**Data provided**
[Start of Attachment]

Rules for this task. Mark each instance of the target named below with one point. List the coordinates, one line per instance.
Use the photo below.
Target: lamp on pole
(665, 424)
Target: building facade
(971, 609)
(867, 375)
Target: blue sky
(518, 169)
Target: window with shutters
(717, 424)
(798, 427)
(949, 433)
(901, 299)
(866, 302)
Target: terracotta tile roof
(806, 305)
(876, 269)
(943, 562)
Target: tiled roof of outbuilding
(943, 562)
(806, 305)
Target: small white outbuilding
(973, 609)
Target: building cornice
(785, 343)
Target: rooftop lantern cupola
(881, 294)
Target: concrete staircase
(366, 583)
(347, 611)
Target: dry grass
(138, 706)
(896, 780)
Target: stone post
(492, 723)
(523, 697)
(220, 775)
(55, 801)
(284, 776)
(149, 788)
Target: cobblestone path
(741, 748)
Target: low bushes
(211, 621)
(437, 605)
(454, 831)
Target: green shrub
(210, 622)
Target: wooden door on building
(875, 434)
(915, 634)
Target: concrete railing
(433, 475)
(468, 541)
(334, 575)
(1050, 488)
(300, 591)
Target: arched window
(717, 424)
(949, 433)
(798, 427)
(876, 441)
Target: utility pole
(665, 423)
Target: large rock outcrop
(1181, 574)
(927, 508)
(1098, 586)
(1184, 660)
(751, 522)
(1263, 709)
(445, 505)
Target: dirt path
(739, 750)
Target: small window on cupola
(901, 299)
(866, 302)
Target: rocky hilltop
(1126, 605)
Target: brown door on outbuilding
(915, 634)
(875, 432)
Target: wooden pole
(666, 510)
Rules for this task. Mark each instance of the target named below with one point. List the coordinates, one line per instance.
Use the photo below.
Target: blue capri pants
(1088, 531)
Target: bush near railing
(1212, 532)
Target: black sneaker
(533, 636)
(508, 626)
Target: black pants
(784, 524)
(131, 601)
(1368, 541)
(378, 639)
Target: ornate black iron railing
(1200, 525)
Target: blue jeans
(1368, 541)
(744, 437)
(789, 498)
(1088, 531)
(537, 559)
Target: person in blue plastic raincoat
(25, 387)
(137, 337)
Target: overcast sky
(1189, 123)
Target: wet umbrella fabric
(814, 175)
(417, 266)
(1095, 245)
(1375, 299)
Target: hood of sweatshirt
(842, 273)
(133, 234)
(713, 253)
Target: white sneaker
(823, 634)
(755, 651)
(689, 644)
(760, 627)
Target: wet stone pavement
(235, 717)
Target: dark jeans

[End of Attachment]

Nothing may be omitted or altered; reproduce all of the entries.

Rules for this task. Mark each instance of the target named below with one point. List the coordinates, one line per instance.
Use the photo below.
Target: lamp on pole
(665, 424)
Target: building facade
(971, 609)
(867, 375)
Target: blue sky
(518, 169)
Target: window with shutters
(717, 424)
(798, 427)
(949, 433)
(901, 299)
(866, 302)
Target: terracotta tile roof
(806, 305)
(876, 269)
(943, 562)
Target: tiled roof of outbuilding
(943, 562)
(806, 305)
Target: small white outbuilding
(973, 609)
Target: building cornice
(785, 343)
Target: rooftop lantern cupola
(881, 294)
Target: concrete staircase
(366, 583)
(347, 611)
Target: dry grass
(138, 706)
(896, 780)
Target: stone post
(492, 723)
(523, 697)
(220, 775)
(55, 801)
(284, 776)
(149, 788)
Target: cobblestone path
(741, 748)
Target: low bushes
(211, 621)
(437, 605)
(454, 831)
Target: green shrub
(210, 622)
Target: wooden door on building
(875, 434)
(915, 634)
Target: concrete railing
(433, 475)
(468, 541)
(334, 575)
(1050, 488)
(300, 591)
Target: arched window
(717, 424)
(949, 433)
(798, 427)
(876, 441)
Target: utility pole
(665, 423)
Target: large rock outcrop
(1181, 574)
(927, 508)
(1098, 586)
(1184, 660)
(751, 522)
(1263, 709)
(445, 505)
Target: dirt path
(739, 750)
Target: small window on cupola
(901, 299)
(866, 302)
Target: rocky hilltop
(1126, 605)
Target: brown door on outbuilding
(915, 634)
(875, 432)
Target: wooden pole
(666, 510)
Rules for this task. Mark each instance of the target named below with one point. List the coordinates, one line per instance.
Use the photo below.
Target: blue capri pants
(1088, 531)
Target: bush near railing
(1212, 532)
Target: black sneaker
(533, 636)
(508, 626)
Target: black pants
(784, 524)
(131, 601)
(1368, 541)
(378, 639)
Target: ornate black iron railing
(1200, 525)
Target: blue jeans
(1368, 541)
(744, 437)
(789, 498)
(1088, 531)
(537, 559)
Target: person in blue plastic raincoat
(25, 387)
(137, 337)
Target: overcast sky
(1189, 123)
Target: wet umbrella fabric
(814, 175)
(417, 266)
(1095, 245)
(1375, 299)
Target: hood of sweatshirt
(842, 273)
(133, 234)
(713, 253)
Target: white sneaker
(823, 634)
(755, 651)
(689, 644)
(760, 627)
Target: wet stone pavement
(235, 717)
Target: dark jeans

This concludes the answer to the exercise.